╭─ Provided material
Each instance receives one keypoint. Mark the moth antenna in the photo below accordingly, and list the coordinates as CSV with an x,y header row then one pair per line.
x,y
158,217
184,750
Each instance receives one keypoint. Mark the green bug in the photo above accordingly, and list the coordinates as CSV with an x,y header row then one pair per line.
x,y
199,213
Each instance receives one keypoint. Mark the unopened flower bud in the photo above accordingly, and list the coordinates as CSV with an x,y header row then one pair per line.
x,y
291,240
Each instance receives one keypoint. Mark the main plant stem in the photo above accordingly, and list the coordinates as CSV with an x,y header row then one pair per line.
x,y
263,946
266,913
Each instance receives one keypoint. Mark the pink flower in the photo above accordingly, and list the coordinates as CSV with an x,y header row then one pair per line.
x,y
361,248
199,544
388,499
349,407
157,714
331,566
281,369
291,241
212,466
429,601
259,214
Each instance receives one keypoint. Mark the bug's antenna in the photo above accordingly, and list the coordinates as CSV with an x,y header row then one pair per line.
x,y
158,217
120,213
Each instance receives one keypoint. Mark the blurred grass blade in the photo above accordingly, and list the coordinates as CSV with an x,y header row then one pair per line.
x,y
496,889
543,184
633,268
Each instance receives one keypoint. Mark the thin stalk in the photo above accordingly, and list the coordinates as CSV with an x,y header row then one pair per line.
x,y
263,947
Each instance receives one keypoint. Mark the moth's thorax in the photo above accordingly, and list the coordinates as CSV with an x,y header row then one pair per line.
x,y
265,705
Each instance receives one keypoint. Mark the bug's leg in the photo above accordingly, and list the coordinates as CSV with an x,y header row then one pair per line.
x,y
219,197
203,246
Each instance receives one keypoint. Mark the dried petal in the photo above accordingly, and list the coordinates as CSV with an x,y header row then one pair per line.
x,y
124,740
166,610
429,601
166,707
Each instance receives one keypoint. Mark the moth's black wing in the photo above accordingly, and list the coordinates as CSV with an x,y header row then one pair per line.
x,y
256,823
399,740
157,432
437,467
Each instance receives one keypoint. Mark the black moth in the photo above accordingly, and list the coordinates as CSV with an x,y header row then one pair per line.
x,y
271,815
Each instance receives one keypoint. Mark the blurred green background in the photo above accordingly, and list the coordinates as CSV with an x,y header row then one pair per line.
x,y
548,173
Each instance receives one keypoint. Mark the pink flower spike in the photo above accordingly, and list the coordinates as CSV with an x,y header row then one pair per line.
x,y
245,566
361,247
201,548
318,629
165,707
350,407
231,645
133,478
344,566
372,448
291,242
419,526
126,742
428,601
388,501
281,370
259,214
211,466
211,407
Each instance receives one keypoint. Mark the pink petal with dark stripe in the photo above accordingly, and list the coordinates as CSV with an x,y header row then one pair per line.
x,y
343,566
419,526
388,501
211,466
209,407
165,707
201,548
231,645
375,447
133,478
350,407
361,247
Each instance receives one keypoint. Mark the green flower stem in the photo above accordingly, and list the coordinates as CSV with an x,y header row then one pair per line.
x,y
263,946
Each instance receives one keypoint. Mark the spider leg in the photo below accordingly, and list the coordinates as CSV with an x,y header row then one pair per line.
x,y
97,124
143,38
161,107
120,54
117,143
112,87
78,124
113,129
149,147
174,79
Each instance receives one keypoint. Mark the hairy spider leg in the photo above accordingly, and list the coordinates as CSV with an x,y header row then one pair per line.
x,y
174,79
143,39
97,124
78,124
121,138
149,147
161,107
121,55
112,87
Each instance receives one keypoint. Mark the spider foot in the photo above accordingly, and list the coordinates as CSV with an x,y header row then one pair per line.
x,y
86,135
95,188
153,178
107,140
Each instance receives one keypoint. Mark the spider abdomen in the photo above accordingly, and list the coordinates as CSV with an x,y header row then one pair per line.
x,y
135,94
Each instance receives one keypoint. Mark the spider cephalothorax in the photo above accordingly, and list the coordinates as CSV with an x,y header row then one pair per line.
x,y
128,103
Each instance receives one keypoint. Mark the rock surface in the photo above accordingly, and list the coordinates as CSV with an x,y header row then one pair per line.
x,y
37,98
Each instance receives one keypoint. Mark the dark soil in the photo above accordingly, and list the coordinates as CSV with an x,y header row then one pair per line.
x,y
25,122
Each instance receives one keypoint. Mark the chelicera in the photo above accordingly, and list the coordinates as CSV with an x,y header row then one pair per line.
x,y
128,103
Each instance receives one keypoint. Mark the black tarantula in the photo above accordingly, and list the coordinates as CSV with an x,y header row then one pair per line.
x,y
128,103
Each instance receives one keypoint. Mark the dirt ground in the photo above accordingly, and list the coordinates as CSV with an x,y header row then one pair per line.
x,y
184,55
╰─
╭─ Provided material
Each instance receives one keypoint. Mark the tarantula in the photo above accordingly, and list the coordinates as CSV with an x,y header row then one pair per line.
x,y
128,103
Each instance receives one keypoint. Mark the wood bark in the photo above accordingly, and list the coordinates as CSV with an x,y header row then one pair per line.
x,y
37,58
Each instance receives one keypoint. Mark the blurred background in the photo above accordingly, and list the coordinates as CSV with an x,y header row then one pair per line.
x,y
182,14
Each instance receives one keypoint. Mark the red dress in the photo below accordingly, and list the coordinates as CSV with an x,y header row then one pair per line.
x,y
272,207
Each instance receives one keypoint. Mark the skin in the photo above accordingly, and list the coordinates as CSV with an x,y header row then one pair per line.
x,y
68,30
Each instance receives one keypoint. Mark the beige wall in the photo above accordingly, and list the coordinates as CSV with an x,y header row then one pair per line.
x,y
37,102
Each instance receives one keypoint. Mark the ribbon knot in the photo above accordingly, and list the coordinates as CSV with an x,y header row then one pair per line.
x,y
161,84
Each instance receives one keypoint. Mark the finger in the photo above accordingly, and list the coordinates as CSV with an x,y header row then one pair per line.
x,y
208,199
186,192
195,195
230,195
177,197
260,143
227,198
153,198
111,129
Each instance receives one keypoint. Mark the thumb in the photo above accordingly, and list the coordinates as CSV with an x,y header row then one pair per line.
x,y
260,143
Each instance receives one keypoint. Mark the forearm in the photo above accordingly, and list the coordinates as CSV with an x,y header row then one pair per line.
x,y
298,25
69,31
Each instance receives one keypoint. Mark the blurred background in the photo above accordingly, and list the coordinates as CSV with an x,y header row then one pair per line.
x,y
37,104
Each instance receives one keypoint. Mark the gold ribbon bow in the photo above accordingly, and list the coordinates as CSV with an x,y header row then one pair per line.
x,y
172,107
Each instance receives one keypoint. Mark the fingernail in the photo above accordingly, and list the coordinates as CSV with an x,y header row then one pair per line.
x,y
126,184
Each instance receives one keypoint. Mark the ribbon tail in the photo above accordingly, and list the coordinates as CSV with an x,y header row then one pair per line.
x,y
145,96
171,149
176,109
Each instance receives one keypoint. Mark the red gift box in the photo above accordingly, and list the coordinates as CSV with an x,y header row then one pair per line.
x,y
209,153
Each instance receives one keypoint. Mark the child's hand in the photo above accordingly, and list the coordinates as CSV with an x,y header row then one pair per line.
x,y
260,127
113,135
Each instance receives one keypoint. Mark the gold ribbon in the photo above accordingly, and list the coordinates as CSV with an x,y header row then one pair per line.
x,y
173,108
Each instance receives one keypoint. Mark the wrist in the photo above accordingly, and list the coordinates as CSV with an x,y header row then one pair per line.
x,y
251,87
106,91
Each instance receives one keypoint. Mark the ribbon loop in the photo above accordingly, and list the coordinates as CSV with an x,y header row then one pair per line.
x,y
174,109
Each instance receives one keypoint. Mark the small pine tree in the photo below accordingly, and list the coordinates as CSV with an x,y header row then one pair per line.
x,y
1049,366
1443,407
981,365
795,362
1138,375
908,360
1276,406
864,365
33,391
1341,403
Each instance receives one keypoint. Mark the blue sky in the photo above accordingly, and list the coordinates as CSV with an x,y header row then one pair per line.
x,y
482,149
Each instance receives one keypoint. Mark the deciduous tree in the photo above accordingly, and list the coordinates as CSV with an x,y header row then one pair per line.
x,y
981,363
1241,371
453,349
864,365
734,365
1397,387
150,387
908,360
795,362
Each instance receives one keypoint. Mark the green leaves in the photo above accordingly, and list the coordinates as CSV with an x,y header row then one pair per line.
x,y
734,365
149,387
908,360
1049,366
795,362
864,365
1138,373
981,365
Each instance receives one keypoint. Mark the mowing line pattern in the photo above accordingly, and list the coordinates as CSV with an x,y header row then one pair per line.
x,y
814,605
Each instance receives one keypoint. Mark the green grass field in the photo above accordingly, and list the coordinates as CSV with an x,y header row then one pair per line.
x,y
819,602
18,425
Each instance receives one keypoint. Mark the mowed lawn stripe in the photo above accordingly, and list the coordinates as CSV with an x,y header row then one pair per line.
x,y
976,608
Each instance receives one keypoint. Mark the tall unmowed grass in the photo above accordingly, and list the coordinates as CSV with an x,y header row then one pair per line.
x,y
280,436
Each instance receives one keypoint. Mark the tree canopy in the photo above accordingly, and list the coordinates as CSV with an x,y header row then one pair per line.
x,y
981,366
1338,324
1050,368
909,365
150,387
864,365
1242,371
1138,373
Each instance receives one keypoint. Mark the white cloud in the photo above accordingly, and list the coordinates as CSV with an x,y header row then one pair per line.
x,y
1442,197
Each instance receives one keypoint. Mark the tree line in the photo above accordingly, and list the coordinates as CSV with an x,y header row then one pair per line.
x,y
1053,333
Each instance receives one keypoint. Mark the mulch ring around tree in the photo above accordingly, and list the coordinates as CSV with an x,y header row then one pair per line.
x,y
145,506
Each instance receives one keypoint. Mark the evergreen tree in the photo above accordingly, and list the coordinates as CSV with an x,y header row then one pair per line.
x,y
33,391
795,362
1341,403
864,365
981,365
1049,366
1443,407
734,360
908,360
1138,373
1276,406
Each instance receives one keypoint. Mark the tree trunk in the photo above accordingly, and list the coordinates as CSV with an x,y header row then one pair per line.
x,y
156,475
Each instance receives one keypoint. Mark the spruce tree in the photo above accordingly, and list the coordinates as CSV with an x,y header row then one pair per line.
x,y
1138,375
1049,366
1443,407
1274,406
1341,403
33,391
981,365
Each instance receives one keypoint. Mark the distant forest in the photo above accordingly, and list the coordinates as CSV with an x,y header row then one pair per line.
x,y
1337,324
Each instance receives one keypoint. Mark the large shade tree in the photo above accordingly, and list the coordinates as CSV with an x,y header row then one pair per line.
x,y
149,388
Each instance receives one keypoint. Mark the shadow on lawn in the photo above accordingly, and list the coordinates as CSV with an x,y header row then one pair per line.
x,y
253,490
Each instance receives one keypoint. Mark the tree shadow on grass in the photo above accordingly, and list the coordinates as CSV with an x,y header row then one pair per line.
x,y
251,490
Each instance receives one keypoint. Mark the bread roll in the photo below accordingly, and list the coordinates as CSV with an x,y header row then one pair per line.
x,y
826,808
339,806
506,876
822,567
╰─
╭─ Provided material
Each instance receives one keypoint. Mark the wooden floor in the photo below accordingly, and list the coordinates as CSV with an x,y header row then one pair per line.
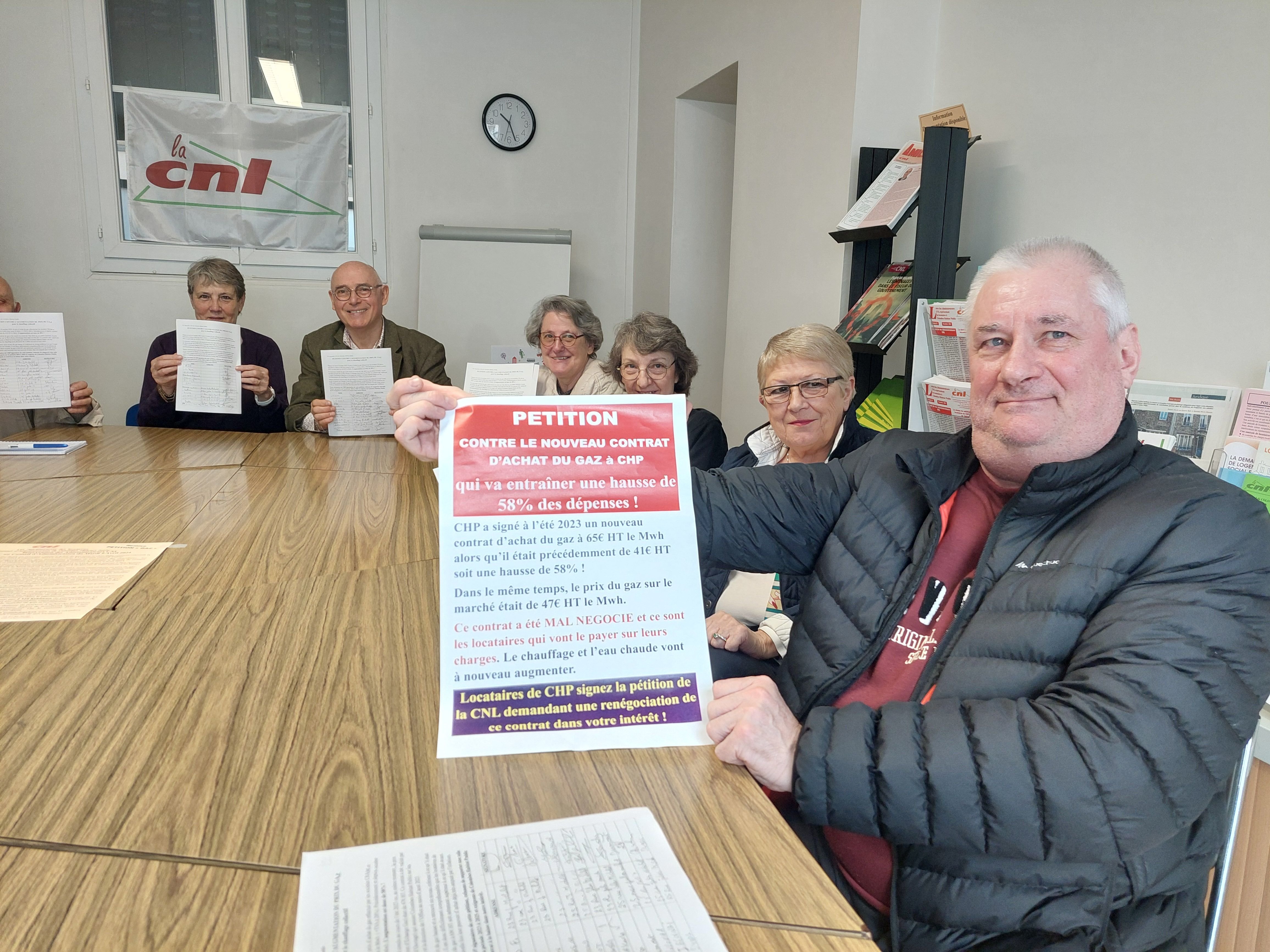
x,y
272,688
╰─
Exercise description: Pull out every line above that contains the string "stem". Case counts, so a match must have the same capitalization.

Task answer:
Each instance receives one keypoint. Mark the main plant stem in the photo above accordingly, and list the coordinates as CSV with an x,y header row then one pair per line.
Each instance receives one keypoint. Mark the green flower stem in the photo above accordingly, and list the coordinates as CSV with an x,y header row then one pair per line.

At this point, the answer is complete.